Set of tasks -
• 1. From the chickpea cookie recipe, extract word for word the stretch from "- 1 cup brown" through "for other options)".
• 2. According to the chickpea cookie recipe, at what temperature and for how long should the cookies bake?

Turn your typical cookie into a powerhouse of nutrients!
Full of protein, vitamins, and minerals, our Flourless Power Cookies cut out all the starchy carbs of flour and replace them with nutrient-dense chickpeas! Blended until smooth, chickpeas make the perfect dough for your next batch of cookies. It’s so good, you can even eat it raw!
This recipe is so versatile and allows you to easily play with flavours and mix-ins, so you can create the cookies your heart desires. For this recipe, Jackie started out with a combination of nuts and dried fruit she loves. The addition of our Marzipan and Vanilla Cookie flavourings give these cookies a delicious complexity, making them a sweet treat without adding any extra sugar or fats. Check the Pro Tips included below the recipe to see what other amazing flavour and mix-in combinations Jackie recommends! Have fun and happy baking!
Flourless Breakfast Power Cookie
- food processor or blender
- 2 cans drained chickpeas
- 1 cup tahini (sesame butter)
- 1 cup brown sugar
- 20 drops Hedessent Marzipan Flavouring - see notes below for alternative flavours
- 15 drops Hedessent Vanilla Cookie
Jackie's Recommended Mix-ins (See below for other options)
- 1 cup dark chocolate chips
- 1 cup chopped walnuts
- 1/2 cup seasame seeds
- 1/2 cup raisins
- 1/2 cup apricots chopped to size of raisins
- 1/2 cup almonds slivered or chopped
- Purée drained chickpeas in food processor or blender until very smooth. (This may have to be done in batches, depending on the size of the food processor or blender.) Add tahini, brown sugar, Marzipan, and Vanilla Cookie flavours and blend until very smooth and well incorporated.
- Place in mixing bowl and stir in the mixed ingredients. Refrigerate for 2 hours or overnight.
- Scoop dough into large golf ball-sized balls, place on greased or parchment paper-lined cookie sheet, and flatten with a fork.
- Bake at 325°F for 16-20 minutes, rotating halfway through baking time. Cookies will be lightly browned. Let cool and enjoy!
Another fun flavour combo for this cookie is 14 drops each of Coconut, Mango, and Tahitian Bean flavours for a bright, tropical twist! Pro Tip #2:
The recipe mix-ins are only a suggestion. They can be replaced with 3 cups of your favorite trail mix or other nuts, seeds, and dried fruit. Try pecans, pumpkin seeds, coconut, figs, or dried cranberries. Pro Tip #3:
As mentioned before, this flourless cookie dough can be enjoyed raw as a treat. It can be made into small power balls that are great for breakfast. You can also roll them in chopped nuts, coconut, or coco powder. The dough keeps for a week in the fridge.
Following a career as a professional artist and interior designer, Jackie Troup and her husband moved to his family fruit farm in Jordan, Ontario. Cooking and baking had alway been a passion and hobby, and the new scenery of farm and garden was a wealth of inspiration – one that kickstarted a new path for Jackie and her love for food. Though not classically trained, she was a voracious reader of all things baking and cooking, and in 2009, Jackie started Blossom Bakery, a small wholesale company selling to local stores, farm stands, and farmers markets. The bakery went on to win the Town of Lincoln Small Business Award and Shannon Passero’s Women in Business Award.
Jackie’s love of developing recipes and creative flair turned to obsession while trying to meet the needs of the ever-growing vegan and gluten communities. The bakery has become a place where everyone can enjoy a tasty treat to suit any palate. Now a seasonal retail bakery on her family farm, customers can see where their food is made and what inspired their creation.

(Point-per-instance localization data)
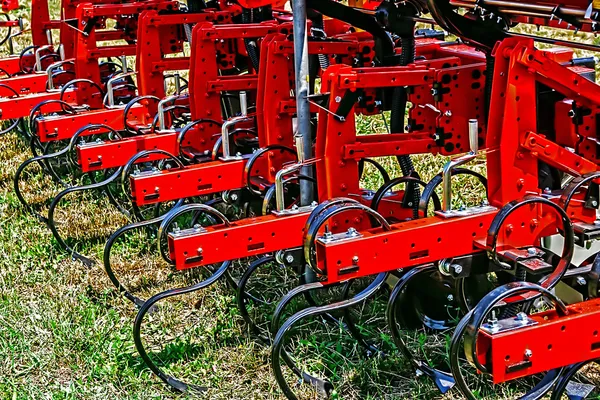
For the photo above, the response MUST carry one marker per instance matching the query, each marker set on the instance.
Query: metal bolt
(522, 317)
(493, 321)
(456, 268)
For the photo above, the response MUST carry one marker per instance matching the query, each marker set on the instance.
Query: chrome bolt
(456, 268)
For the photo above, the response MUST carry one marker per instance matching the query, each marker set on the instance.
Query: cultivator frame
(250, 129)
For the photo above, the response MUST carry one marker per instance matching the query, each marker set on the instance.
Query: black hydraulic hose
(358, 19)
(251, 48)
(399, 99)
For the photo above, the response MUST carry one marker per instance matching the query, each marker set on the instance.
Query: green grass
(66, 333)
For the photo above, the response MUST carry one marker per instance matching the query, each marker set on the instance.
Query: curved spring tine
(149, 304)
(443, 380)
(353, 329)
(562, 385)
(99, 185)
(41, 160)
(279, 341)
(243, 296)
(106, 257)
(464, 326)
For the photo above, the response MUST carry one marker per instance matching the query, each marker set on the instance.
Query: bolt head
(456, 268)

Task results -
• 1.
- 1 cup brown sugar
- 20 drops Hedessent Marzipan Flavouring - see notes below for alternative flavours
- 15 drops Hedessent Vanilla Cookie
Jackie's Recommended Mix-ins (See below for other options)

• 2. At 325°F for 16-20 minutes.